Records shown:

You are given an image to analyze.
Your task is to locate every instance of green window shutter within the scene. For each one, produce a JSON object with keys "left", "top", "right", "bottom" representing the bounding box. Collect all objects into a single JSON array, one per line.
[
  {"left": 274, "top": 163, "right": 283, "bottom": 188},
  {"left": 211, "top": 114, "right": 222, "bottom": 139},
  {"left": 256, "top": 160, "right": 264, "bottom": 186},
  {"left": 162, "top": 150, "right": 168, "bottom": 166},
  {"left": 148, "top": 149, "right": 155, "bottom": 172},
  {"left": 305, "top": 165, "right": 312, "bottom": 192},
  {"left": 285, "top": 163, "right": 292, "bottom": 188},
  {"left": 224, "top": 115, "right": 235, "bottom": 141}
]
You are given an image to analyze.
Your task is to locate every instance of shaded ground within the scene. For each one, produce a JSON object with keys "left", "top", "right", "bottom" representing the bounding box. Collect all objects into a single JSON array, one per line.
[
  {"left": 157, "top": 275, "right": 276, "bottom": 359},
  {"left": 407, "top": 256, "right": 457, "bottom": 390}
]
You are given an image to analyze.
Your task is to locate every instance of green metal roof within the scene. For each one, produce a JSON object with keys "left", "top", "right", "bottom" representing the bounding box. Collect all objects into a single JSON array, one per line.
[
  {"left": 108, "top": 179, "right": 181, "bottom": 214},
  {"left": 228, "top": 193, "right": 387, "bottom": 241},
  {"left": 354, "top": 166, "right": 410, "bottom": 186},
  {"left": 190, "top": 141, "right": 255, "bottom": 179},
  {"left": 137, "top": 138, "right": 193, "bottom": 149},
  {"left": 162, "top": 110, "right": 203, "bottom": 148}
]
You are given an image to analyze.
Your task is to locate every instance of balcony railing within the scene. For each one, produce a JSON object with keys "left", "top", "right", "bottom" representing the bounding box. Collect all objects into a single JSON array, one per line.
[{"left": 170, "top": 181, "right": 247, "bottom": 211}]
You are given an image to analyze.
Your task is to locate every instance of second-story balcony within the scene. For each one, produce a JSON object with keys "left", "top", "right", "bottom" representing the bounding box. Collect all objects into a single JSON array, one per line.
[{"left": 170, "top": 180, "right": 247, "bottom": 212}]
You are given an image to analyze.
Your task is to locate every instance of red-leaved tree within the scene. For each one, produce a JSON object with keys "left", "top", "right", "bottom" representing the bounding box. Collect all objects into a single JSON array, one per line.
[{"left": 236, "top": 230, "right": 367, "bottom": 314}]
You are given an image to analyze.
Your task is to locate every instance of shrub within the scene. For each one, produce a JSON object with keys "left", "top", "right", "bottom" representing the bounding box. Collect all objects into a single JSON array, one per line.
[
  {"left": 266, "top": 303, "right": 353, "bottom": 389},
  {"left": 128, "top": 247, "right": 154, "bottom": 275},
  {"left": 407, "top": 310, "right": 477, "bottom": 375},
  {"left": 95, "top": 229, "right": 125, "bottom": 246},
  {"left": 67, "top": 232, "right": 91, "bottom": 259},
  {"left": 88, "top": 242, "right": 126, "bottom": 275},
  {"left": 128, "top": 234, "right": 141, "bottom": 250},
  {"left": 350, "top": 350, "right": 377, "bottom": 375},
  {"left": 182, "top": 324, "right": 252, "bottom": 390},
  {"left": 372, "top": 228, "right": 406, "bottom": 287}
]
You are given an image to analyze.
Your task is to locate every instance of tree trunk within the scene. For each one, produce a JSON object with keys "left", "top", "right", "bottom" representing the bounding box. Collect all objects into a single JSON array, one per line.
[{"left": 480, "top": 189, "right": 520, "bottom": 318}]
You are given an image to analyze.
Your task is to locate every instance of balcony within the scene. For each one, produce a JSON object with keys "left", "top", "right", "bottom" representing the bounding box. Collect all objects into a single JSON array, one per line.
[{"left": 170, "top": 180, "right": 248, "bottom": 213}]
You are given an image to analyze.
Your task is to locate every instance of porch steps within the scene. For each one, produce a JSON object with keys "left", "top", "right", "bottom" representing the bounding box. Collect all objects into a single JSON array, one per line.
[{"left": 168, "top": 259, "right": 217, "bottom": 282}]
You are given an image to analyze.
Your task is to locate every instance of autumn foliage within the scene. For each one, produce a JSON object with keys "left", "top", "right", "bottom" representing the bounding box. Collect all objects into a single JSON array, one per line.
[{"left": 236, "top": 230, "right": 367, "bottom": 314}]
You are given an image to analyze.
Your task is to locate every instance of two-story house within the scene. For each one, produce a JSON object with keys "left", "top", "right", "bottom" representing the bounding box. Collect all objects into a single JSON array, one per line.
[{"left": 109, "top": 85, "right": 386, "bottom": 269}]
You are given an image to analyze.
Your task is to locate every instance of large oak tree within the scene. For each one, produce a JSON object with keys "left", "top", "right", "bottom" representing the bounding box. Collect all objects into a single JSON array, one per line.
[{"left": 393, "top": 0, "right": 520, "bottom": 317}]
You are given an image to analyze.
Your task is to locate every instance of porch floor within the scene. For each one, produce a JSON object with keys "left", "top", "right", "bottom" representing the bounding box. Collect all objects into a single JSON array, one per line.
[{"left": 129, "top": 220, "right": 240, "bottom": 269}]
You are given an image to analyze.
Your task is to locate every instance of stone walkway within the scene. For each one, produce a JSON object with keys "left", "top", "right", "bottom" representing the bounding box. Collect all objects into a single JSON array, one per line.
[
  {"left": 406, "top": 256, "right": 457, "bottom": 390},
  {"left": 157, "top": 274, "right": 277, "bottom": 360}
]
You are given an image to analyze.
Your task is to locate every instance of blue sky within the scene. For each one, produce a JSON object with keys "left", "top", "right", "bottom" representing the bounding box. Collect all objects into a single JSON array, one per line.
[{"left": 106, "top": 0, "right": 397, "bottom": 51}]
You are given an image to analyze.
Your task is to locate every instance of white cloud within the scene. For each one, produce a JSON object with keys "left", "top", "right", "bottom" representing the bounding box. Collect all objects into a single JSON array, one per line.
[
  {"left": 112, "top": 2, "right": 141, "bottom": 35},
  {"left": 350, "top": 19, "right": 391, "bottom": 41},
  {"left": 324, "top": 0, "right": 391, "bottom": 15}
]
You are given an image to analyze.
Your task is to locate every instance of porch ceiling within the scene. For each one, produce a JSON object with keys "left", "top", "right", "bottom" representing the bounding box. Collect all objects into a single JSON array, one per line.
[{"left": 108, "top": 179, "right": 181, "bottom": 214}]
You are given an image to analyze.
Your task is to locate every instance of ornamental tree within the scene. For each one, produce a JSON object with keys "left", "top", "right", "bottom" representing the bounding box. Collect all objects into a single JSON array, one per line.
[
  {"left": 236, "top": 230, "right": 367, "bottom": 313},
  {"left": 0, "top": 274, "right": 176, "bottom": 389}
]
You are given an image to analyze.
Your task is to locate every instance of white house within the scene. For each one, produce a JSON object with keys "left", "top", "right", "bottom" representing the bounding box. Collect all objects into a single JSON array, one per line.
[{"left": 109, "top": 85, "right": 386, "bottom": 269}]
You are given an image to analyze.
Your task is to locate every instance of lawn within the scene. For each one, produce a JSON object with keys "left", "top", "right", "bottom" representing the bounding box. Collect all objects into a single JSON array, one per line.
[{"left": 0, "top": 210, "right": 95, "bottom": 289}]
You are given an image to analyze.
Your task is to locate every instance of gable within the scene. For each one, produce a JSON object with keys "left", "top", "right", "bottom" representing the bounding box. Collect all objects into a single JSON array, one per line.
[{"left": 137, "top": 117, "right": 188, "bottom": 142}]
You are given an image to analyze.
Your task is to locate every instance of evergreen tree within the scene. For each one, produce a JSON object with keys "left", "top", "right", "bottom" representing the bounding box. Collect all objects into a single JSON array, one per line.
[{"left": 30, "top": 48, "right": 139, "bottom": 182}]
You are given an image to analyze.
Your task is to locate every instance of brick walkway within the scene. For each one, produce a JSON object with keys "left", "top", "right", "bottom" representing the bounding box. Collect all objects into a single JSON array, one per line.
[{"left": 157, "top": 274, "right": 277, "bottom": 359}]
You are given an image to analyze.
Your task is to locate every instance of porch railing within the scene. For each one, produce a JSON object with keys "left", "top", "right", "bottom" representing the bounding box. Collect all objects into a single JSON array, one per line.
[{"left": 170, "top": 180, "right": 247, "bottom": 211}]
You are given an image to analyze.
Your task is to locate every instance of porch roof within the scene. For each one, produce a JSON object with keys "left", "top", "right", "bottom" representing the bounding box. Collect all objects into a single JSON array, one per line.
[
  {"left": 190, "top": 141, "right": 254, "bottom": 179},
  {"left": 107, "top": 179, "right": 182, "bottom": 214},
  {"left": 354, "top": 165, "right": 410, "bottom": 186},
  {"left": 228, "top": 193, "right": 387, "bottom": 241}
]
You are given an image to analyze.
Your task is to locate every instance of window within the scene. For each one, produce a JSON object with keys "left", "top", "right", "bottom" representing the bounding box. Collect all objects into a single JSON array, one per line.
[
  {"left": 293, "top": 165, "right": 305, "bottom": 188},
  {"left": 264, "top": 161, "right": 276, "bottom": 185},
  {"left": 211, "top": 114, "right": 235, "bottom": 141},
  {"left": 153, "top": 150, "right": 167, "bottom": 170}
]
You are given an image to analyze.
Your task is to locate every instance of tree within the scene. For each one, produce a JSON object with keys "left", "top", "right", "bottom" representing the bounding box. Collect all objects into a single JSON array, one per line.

Problem statement: From the data above, pull out each line that contains the string "blue" and copy those lines in full.

Response to this exercise:
Your task is to locate every instance of blue sky within the scene. For each one, produce a JSON object with keys "left", "top", "right", "bottom" representing the bounding box. Collect all objects into a single JSON array, one per line.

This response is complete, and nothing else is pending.